Quoted text »
○ ○ ○ ○ ○
Cleanup the element matches in doBlockLevels a bit
authorArlo Breault <abreault@wikimedia.org>
Fri, 20 Apr 2018 00:00:57 +0000 (20:00 -0400)
committerArlo Breault <abreault@wikimedia.org>
Wed, 25 Apr 2018 17:22:40 +0000 (13:22 -0400)
The MARKER_PREFIX is removed since `unstripGeneral()` happens before we
get here.

Change-Id: Ic668784fd8bbaa8395cd5449c83a993abda141eb

includes/parser/BlockLevelPass.php

index 1173dd2..c366903 100644 (file)
@@ -291,19 +291,34 @@ class BlockLevelPass {
                        if ( 0 == $prefixLength ) {
                                # No prefix (not in list)--go to paragraph mode
                                # @todo consider using a stack for nestable elements like span, table and div
+
+                               // P-wrapping and indent-pre are suppressed inside, not outside
+                               $blockElems = 'table|h1|h2|h3|h4|h5|h6|pre|p|ul|ol|dl|li';
+                               // P-wrapping and indent-pre are suppressed outside, not inside
+                               $antiBlockElems = 'td|th';
+
                                $openMatch = preg_match(
-                                       '/(?:<table|<h1|<h2|<h3|<h4|<h5|<h6|<pre|<tr|'
-                                               . '<p|<ul|<ol|<dl|<li|<\\/tr|<\\/td|<\\/th)\\b/iS',
+                                       '/<('
+                                               . "({$blockElems})|\\/({$antiBlockElems})|"
○ ○ ○ ○ ○
Raw data »
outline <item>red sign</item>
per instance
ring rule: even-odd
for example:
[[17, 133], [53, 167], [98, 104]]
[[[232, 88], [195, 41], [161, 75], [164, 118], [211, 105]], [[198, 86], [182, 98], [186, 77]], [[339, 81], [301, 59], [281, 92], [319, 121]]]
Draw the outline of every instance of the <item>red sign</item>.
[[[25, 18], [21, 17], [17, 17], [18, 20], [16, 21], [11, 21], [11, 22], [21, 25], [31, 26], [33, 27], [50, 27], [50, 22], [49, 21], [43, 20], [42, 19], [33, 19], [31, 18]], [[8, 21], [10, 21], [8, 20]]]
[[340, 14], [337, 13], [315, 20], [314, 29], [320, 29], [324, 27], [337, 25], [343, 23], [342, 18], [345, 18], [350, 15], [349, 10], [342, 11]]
○ ○ ○ ○ ○
Task objective » In the commit, which elements are assigned to $antiBlockElems?

Written reply » td and th